Task description
In the data below, change each "crossing-conflict check" to "overlap review" and leave everything else untouched.
= = = = =
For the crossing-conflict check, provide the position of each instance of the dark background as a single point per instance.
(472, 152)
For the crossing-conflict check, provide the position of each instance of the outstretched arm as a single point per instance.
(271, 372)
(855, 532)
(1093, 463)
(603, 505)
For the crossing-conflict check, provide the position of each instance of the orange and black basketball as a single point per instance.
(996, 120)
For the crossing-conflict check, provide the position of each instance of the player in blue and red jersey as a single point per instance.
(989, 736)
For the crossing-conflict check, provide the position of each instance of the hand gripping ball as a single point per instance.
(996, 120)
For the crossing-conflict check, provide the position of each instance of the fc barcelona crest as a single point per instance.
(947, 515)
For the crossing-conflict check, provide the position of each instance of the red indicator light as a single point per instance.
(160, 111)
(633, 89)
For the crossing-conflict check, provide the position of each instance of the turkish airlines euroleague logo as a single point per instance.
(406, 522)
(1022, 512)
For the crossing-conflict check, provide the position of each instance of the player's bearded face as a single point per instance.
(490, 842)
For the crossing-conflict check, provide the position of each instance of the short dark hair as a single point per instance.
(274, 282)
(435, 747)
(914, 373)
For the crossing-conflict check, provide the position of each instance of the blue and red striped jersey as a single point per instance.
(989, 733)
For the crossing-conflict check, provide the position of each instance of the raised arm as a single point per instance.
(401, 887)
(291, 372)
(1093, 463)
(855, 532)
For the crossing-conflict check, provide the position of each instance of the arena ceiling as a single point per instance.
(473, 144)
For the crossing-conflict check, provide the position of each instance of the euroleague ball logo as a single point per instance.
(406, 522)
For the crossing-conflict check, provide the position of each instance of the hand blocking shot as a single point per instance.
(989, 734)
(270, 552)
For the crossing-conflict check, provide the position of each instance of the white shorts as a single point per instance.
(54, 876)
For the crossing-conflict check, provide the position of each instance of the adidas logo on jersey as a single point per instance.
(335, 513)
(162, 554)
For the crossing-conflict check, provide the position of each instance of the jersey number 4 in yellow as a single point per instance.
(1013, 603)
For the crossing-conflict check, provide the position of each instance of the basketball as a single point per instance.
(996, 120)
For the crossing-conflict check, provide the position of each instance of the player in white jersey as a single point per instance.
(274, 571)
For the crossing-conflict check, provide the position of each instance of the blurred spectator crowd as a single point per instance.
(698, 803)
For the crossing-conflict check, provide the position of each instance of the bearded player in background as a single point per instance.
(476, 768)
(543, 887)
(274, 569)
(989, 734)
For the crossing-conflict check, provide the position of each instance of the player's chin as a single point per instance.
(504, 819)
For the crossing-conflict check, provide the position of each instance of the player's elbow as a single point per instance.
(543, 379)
= = = = =
Written solution
For the overlap review, provide the position of each instance of the dark background as a single point per instance.
(472, 152)
For the overlap review, provide the position of each instance of the outstretched arm as a single point per instance.
(271, 372)
(855, 532)
(1093, 463)
(603, 505)
For the overlap review, provide the position of each instance of the orange and black basketball as a single point per instance.
(996, 120)
For the overlap review, provide the position of each instance of the player in blue and red jersey as a single point per instance.
(989, 736)
For the overlap review, provide the position of each instance of the hand gripping ball as a single point per instance.
(996, 120)
For the overlap review, provide the position of each instance of the fc barcelona crest as a single point per instance.
(947, 515)
For the overlap review, provide the position of each instance of the red indicator light as a single point per instance.
(160, 111)
(633, 89)
For the overlap review, provide the position of each instance of the turkish airlines euroleague logo as a single point per instance.
(406, 522)
(1022, 512)
For the overlap review, provide the position of each instance of the player's bearded face as a single point per instance.
(490, 842)
For the overlap review, provide the position of each instance of the short dark hair as a single point per instance.
(274, 282)
(435, 747)
(914, 373)
For the overlap review, provide the position of each instance of the blue and red striped jersey as a single point per instance.
(989, 733)
For the overlap review, provide the position of each instance of the raised arm as a single point per instance.
(401, 887)
(291, 372)
(1093, 463)
(855, 532)
For the overlap review, provide the position of each instance of the arena ceiling as a single point per instance.
(473, 144)
For the overlap review, provide the position of each instance of the euroleague ball logo as a single point per instance.
(406, 522)
For the overlap review, provide the position of each instance of the hand blocking shot as a single point per instance.
(989, 734)
(270, 552)
For the overlap review, provide the position of each instance of the white shorts as a single point per instance.
(54, 876)
For the overlap review, provide the position of each instance of the adidas logo on jersey as a single point per instance.
(335, 513)
(162, 554)
For the overlap review, provide the position of each instance of the jersey number 4 in yellow as a single point per instance.
(1013, 603)
For the overlap review, provide the position of each instance of the basketball as a single point per instance.
(996, 120)
For the overlap review, provide the position of each instance of the player in white jersey as a single point per instance.
(274, 571)
For the overlap review, provide the position of each instance of the blurred spectator crowd as a single point per instance.
(698, 803)
For the overlap review, provide the position of each instance of the bearded player in background as a single point per instance.
(476, 768)
(543, 887)
(274, 569)
(989, 734)
For the overlap review, provide the position of each instance of the player's chin as a single point per instance.
(504, 819)
For the overlap review, provide the position of each instance of the player's elbow as a single point per instance.
(543, 379)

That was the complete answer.